Copy out every record below verbatim, keeping each line intact and in its original order.

• Entries provided:
○ ○ ○ ○ ○

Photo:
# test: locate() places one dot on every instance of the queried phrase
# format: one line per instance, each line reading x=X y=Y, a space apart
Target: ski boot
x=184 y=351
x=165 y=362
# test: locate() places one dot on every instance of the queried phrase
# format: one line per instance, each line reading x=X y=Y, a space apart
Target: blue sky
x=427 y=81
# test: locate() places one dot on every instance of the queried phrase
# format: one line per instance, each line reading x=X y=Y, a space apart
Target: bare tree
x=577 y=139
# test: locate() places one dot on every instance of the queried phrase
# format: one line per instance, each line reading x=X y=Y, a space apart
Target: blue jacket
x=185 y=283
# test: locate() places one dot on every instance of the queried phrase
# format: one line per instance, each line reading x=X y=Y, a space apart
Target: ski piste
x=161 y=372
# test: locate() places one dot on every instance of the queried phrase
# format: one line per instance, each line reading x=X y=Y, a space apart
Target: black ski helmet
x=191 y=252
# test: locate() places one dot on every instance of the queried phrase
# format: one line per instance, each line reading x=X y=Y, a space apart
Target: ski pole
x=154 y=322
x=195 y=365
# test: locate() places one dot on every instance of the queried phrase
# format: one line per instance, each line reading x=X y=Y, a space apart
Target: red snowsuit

○ ○ ○ ○ ○

• Result of the exercise:
Photo:
# test: locate() places one dot on every instance of the queried phrase
# format: one line per instance, each line reading x=X y=Y, a space apart
Target: ski boot
x=184 y=351
x=165 y=362
# test: locate() places one dot on every instance of the queried phrase
# format: one line per instance, each line reading x=X y=Y, a space apart
Target: blue sky
x=427 y=81
# test: locate() places one dot on every instance of the queried phrase
# format: one line per instance, each line reading x=X y=Y, a space apart
Target: bare tree
x=577 y=139
# test: locate() places one dot on every instance of the queried phrase
# format: one line per instance, each line reading x=X y=Y, a space apart
Target: blue jacket
x=185 y=283
# test: locate() places one dot on every instance of the queried phrase
# format: one line per instance, each line reading x=X y=Y, a space apart
Target: ski piste
x=161 y=372
# test: locate() places one dot on every instance of the queried phrase
# format: one line per instance, each line reading x=X y=Y, a space apart
Target: black ski helmet
x=191 y=252
# test: locate() places one dot on every instance of the queried phrase
# format: one line per instance, each line reading x=X y=Y, a space apart
Target: ski pole
x=154 y=322
x=195 y=365
# test: locate() places one dot on every instance of the queried phrase
# format: one line per instance, each line reading x=X y=Y, a space apart
Target: red snowsuit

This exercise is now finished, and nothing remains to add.